TASK DESCRIPTION: Please copy the records with every "sperm whale" changed to "whale" and everything else left as it is, omitting the pictures.
+---+
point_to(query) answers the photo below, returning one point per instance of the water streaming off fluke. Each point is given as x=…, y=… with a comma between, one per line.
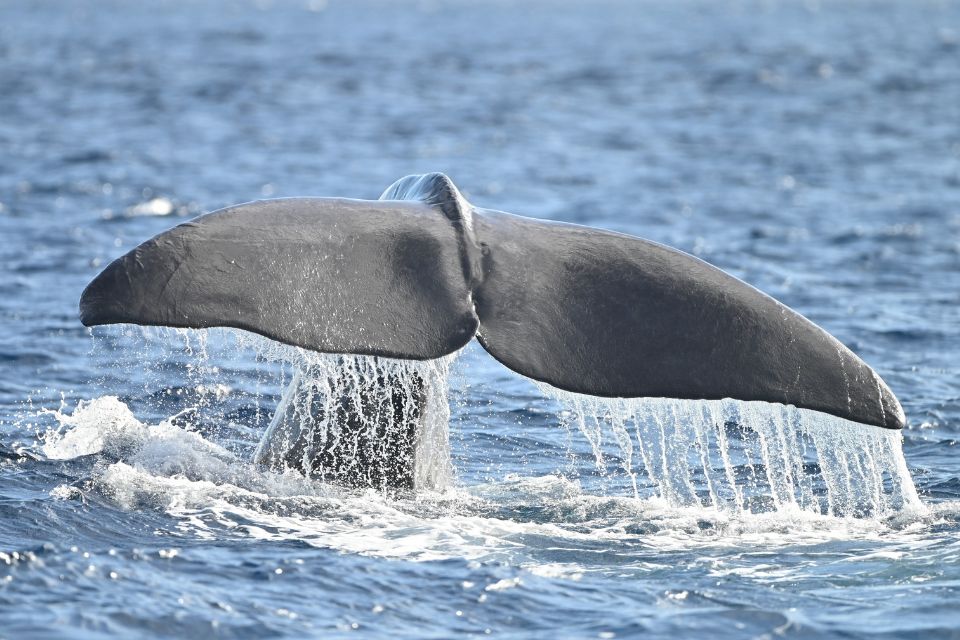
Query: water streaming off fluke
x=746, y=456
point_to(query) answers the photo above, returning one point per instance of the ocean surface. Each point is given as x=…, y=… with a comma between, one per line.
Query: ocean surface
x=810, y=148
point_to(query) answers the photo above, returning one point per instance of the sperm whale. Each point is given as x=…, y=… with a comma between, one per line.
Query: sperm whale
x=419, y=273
+---+
RESPONSE TO THE EXERCISE:
point_to(query) answers the photo below, returning one point per instance of the water streaming off fluke. Each point is given as x=…, y=… with a comma between, one per line.
Query: water streaming off fluke
x=746, y=456
point_to(query) answers the photo above, returning one point per instance of the ocean surface. Each point is given as x=…, y=… with a comma between, one per line.
Query: ocean surface
x=810, y=148
point_to(query) answers the photo above, returning one point per instance of the whale. Each point is given as x=…, y=… with a comma between, one per line.
Query: whale
x=419, y=273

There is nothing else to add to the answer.